===== TEXT SEGMENT
Among the many other proponents of a plant-based, wholefood, vegan diet are the globally renowned and highly respected doctors Frank Sabatino, Caldwell Esselstyn, Michael Klaper, Joel Fuhrman, Neal Barnard and Dean Ornish. In addition, the British Medical Journal, Harvard Medical School and the globally respected medical journal The Lancet have all gone on record in saying that the healthiest diet, long-term, is a plant-based, wholefood one. So it really is worth thinking about making this dietary change in your own life or at least start taking steps in this direction by beginning to reduce your intake of all meat, dairy and processed foods.

The benefits of a plant-based diet

Plants provide huge amounts of life-supporting micronutrients, including phytochemicals, vitamins and minerals, with very few exceptions. Plants, when we use them in an unprocessed state, as close to “whole” as we can get, also provide us with all the macronutrients we need: healthy fats, complex carbohydrates – and even proteins! As all these health-supporting goodies happen to be lower calorie, it is easier to get all the nutrients we need without the extra calorie burden of heavily processed foods and animal proteins.

As a plant-based, wholefood diet avoids processed ingredients, focuses on whole foods, uses very little oil, includes virtually no salt and rarely includes added sugars, plant-based eaters tend to have better body composition than people who eat a conventional Western diet.
==========
===== THE DATA
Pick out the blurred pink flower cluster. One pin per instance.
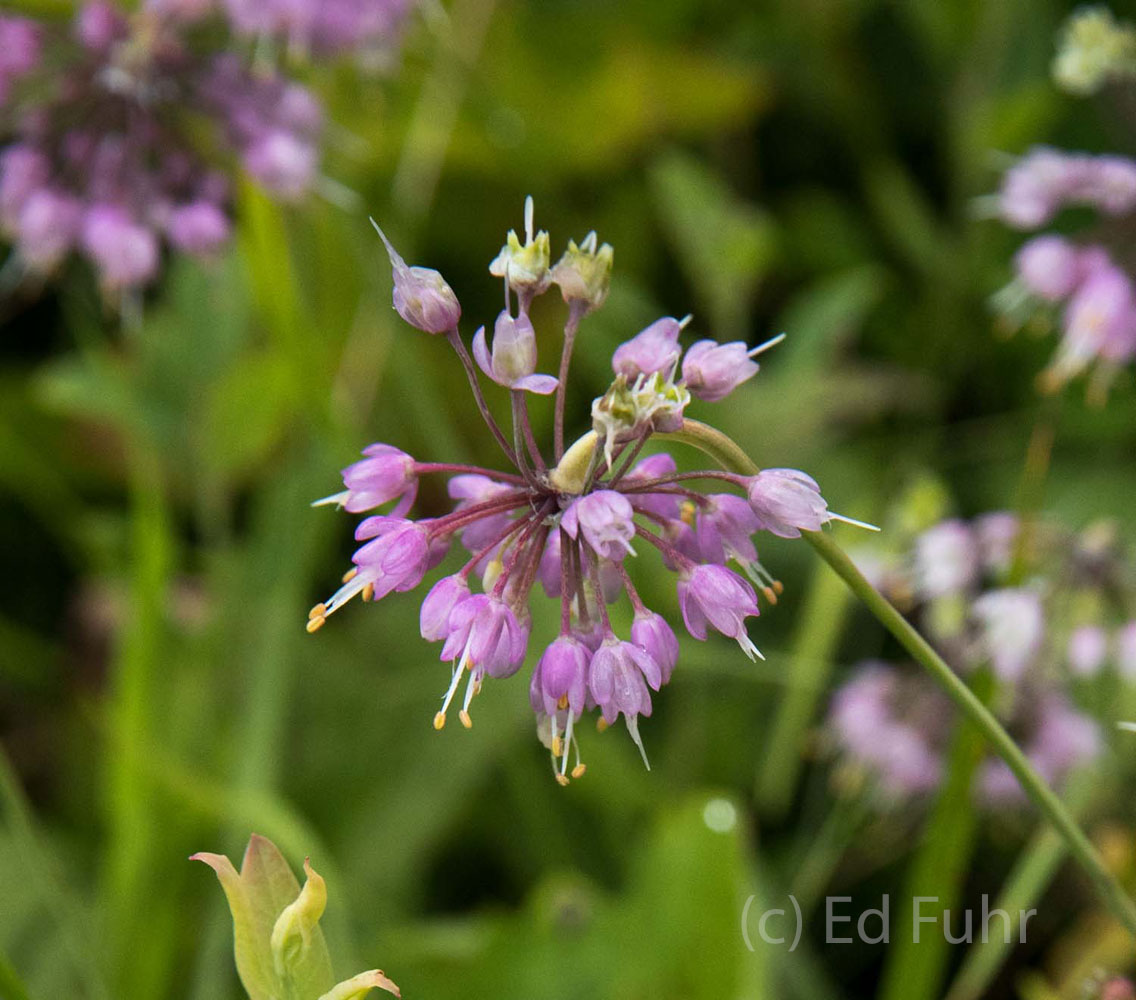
==========
### TASK ITEM A
Copy the passage on plant-based diets word for word, from "Plants provide huge" to "conventional Western diet.".
### TASK ITEM B
Translate this sentence from the passage on plant-based diets into Spanish: "Plants provide huge amounts of life-supporting micronutrients, including phytochemicals, vitamins and minerals, with very few exceptions."

### TASK OUTPUT A
Plants provide huge amounts of life-supporting micronutrients, including phytochemicals, vitamins and minerals, with very few exceptions. Plants, when we use them in an unprocessed state, as close to “whole” as we can get, also provide us with all the macronutrients we need: healthy fats, complex carbohydrates – and even proteins! As all these health-supporting goodies happen to be lower calorie, it is easier to get all the nutrients we need without the extra calorie burden of heavily processed foods and animal proteins.

As a plant-based, wholefood diet avoids processed ingredients, focuses on whole foods, uses very little oil, includes virtually no salt and rarely includes added sugars, plant-based eaters tend to have better body composition than people who eat a conventional Western diet.

### TASK OUTPUT B
Las plantas aportan enormes cantidades de micronutrientes que sustentan la vida, incluidos fitoquímicos, vitaminas y minerales, con muy pocas excepciones.